Records shown:
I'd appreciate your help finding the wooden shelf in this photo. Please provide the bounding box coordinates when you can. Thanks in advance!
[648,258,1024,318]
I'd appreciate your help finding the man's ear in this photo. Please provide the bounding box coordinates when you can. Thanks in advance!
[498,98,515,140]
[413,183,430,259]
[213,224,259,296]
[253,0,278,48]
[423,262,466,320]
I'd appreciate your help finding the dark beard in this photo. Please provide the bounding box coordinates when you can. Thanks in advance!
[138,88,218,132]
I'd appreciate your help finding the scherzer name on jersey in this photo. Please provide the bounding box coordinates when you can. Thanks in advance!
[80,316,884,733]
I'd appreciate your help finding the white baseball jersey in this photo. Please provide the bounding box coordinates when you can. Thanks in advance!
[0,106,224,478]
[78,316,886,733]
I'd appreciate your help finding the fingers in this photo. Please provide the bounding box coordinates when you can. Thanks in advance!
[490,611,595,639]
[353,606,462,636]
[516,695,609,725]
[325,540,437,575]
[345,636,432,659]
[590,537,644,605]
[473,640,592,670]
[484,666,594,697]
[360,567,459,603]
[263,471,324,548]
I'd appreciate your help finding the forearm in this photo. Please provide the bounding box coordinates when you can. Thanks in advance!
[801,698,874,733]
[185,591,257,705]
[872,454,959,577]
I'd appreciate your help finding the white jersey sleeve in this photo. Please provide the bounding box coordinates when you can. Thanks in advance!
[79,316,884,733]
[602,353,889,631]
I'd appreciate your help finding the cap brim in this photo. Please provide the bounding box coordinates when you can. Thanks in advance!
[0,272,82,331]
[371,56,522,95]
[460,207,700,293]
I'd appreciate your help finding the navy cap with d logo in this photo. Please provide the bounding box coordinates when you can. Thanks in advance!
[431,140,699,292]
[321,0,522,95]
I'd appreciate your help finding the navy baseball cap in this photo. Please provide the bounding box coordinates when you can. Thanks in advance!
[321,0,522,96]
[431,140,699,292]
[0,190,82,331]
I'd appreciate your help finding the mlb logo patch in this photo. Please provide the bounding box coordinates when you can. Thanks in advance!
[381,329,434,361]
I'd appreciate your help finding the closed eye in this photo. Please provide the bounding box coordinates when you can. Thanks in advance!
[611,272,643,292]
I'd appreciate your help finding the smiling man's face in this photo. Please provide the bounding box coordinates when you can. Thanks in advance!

Challenge:
Rewrite the listing above with "navy" changed to "dark blue" everywhere it appears, keeping everything else the same.

Full response:
I'd appreciate your help finding the wooden shelf in this photo. Please provide the bounding box coordinates when you can. Thanks in advance!
[648,258,1024,318]
I'd appreciate your help finding the man's ear in this photo. Please provide the bounding box coordinates when you can. Thanks in advance!
[498,98,515,140]
[413,183,430,259]
[213,224,259,296]
[253,0,278,48]
[423,262,466,320]
I'd appreciate your help finding the dark beard in this photo. Please provide the bounding box coordinates when you can. Thanks in advance!
[138,88,218,132]
I'd appreciate your help finding the scherzer name on jersey in this photo. Please provide the bounding box coordinates when you can. Thanks in advance!
[80,316,884,733]
I'd appreciate your help finding the white baseball jersey in this photo. Please provide the bounding box coordinates when you can. Thanks in advance!
[0,106,224,478]
[78,316,886,733]
I'd appreciate your help finding the fingers in this photo. Please provide the bounding box coordinates when you can. Thanks in advance!
[490,611,595,639]
[353,606,462,636]
[516,695,609,725]
[325,540,437,575]
[345,636,432,659]
[590,537,644,605]
[473,640,592,670]
[484,666,594,697]
[360,567,459,603]
[263,471,324,548]
I'd appreciate your help finding the forearm in this photo. Please provide the bounding box coordinates when you can. Thanks in advance!
[801,698,874,733]
[185,591,257,705]
[872,454,959,577]
I'd appreciate your help finding the white jersey sleeve in this photo. Please provide the bounding box coordinates when you can. Thanks in advance!
[79,316,884,733]
[602,353,889,631]
I'd appreciate your help finding the cap brim in this photo. Please provide the bounding box coordinates when you can. Thanks in advance!
[0,272,82,331]
[371,56,522,95]
[460,207,700,293]
I'd appreciate your help finding the dark blue cap with d logo in this photo. Please provide the bounding box coordinates when you can. Thanks in advance!
[431,140,699,292]
[321,0,522,95]
I'd appreciate your help finding the dark blue baseball cap in this photo. Please provide the bounding box coordinates when you can. Thanks in advance!
[321,0,522,96]
[431,140,699,292]
[0,190,82,331]
I'd appreciate your help finding the mlb logo patch in this photo. Please provide the bounding box coordinates when you can. Thanks in advance!
[381,329,434,361]
I'd appreciate your help finding the closed eye in this photo. Please provide the bounding box coordinates when you can. Thanks in advance!
[611,272,643,292]
I'd appreciate your help finding the smiling man's face in this photo. Please provide the bounding box coordinates when you can. Thanks in advance!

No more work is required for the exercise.